WHAT YOU WILL DO:
a) Count the lines of the records that contain the word "outline", treating case as significant, and give only that number.
b) Continue the forum thread about Thiokol Spryte and Chariot snowcat tracks from the point where it stops.

# Thiokol Spryte & Chariot Track References



## X15-A2 (Jan 21, 2004)

I thought I would share a few images here to illustrate some of the many changes that these snowcats have undergone in track design. I am speculating about the timing of these different designs except for the last, most modern version.

Photo one (below) shows what I believe is the original track design. It is composed of square stock tubing and two rubber belts. It is possible that buyers have had the option of "wide" or "narrow" tracks at any given time in the "Sprytes" production and if so, these would be the "narrow" versions. The original wheels appear to be the 6-bolt light-duty type typically found on trailers.










Photo two (below) shows the Chariot style tracks. These are also made of square stock tubing but every 7th cross piece has a "paddle blade" added to it and they are the "wide" version, featuring four rubber belts instead of two. In this case the wheels appear to be a lighter-duty 5-bolt type.










Photo three (below) shows a later version of the "wide" tracks, similar to the Chariot style but more heavy-duty. These are made of U-channel and are of a much more complex (and expensive) design. The cross pieces tapper out to the tips thus providing greater strength and once again, every 7th piece has a paddle blade.










Photo four (below) shows the design as provided today. I don't think that Thiokol handles the support of these vehicles any longer, I believe that parts today are supplied by a different vendor so this would represent their upgrade to the design. These cross pieces are also made of U-channel but of a much more simplified design. Some of the Sprytes today also feature a eight-spoke style wheel with no visible lug bolts which may or may not be original equipment.










The point of this is to highlight some of the many differences found just within the "Spryte" model line over the years and to show how hard it is to find the correct reference material. Hopefully by illustrating these differences, some of our members who live in or near snow country might be able to go out and identify a snowcat with the proper tracks and get us a photo survey of it (please remember to photograph the underside and the suspension as well as is possible). Good hunting.

Phil


----------



## drewid142 (Apr 23, 2004)

Looks like someone could do an awesome Phototch Brass and laser cut thin plastic kit of those tracks! It would be a heck of an add-on!


----------



## toyroy (Jul 17, 2005)

drewid142 said:


> Looks like someone could do an awesome Phototch Brass and laser cut thin plastic kit of those tracks! It would be a heck of an add-on!


Since the chariot treads have all square crossmembers extending to the edges, I've been thinking about a solid link design. K&S 1/16" sq. brass tube is a pretty close match, sizewise. Might be more durable, for working RC treads.

STORED ROWS:
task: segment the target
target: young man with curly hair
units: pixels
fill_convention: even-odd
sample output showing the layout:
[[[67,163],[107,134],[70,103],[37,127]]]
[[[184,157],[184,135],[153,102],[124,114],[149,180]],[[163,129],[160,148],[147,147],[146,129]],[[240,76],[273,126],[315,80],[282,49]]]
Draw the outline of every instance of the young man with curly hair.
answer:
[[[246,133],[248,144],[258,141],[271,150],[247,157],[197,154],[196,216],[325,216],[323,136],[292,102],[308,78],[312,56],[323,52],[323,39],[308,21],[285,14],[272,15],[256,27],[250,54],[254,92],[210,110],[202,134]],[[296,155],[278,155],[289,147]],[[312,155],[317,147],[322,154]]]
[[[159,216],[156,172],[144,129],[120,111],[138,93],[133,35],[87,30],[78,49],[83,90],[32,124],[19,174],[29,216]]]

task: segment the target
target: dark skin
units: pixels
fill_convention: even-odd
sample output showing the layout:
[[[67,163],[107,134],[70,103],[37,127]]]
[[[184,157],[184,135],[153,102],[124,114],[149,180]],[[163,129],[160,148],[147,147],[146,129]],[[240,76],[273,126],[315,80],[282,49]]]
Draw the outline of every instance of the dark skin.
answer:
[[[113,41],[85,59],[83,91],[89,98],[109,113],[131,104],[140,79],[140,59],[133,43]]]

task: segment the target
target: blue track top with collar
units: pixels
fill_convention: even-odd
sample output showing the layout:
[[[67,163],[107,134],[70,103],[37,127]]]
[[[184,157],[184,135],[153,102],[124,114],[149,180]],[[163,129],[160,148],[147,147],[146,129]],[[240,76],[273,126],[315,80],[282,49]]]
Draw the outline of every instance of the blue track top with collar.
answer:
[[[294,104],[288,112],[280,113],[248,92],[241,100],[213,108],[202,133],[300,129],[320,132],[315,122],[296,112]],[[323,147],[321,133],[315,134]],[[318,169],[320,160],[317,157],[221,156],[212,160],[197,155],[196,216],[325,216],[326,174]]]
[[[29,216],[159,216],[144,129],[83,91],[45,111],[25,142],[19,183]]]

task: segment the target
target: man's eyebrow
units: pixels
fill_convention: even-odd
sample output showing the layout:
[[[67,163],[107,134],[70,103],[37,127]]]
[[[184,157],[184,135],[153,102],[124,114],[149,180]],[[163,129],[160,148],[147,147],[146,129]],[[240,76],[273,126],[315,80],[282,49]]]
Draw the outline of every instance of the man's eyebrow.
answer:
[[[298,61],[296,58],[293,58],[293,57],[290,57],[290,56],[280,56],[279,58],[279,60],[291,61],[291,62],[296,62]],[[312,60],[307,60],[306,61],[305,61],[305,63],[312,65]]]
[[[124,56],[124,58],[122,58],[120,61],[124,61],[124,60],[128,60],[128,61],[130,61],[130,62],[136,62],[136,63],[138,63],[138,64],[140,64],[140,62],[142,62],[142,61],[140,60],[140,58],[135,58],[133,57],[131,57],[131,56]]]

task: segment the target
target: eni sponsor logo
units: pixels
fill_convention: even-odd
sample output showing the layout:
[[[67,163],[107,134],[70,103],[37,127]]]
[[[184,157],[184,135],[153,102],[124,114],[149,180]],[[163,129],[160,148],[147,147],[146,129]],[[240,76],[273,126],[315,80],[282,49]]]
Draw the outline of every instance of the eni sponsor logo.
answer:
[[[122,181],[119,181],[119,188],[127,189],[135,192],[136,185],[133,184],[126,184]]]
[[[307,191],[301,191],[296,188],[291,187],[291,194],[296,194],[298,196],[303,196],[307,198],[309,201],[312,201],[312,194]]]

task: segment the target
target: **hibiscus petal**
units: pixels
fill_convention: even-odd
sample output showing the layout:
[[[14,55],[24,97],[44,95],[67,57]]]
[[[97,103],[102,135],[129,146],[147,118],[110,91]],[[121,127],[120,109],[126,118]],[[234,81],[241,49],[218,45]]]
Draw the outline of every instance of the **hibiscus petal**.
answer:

ANSWERS FOR THIS EXERCISE:
a) 6

b)
And don't forget the road wheels and drive sprocket; the stock kit versions are _WAY_ too wide.


----------



## X15-A2 (Jan 21, 2004)

I still want to scratch-build a Chariot and have been thinking about resin cast cross-pieces glued to black cloth ribbon to simulate the rubber straps. It might prove to be too difficult but that is my thinking right now.

Phil


----------



## woof359 (Apr 27, 2003)

Chariot was provided by Snow Services In Littleton Co, stoped there once and the place was closed for the week end, story was, they still had spare parts for it.


----------



## toyroy (Jul 17, 2005)

woof359 said:


> Chariot was provided by Snow Services In Littleton Co, stoped there once and the place was closed for the week end, story was, they still had spare parts for it.


Did they have anything to do with the construction of the special chariot superstructure, or were they mainly the go-to people to keep the thing running?


----------



## woof359 (Apr 27, 2003)

*stoped there once*



toyroy said:


> Did they have anything to do with the construction of the special chariot superstructure, or were they mainly the go-to people to keep the thing running?


i did stop by there once, cause i heard they still had spare canapy parts for it, got there late on a friday/holiday week end and they were all locked up. the place i stoped was there head quarters a plain office biulding in town, no snow kats any where to be seen.Since then they have moved and Im not sure where.


----------



## terryr (Feb 11, 2001)

Looking at the last pic, I wonder what those little 'eyedrop bottle' shaped things are on some of the short crossbraces.


----------



## X15-A2 (Jan 21, 2004)

Spikes for better gripping on ice would be my guess.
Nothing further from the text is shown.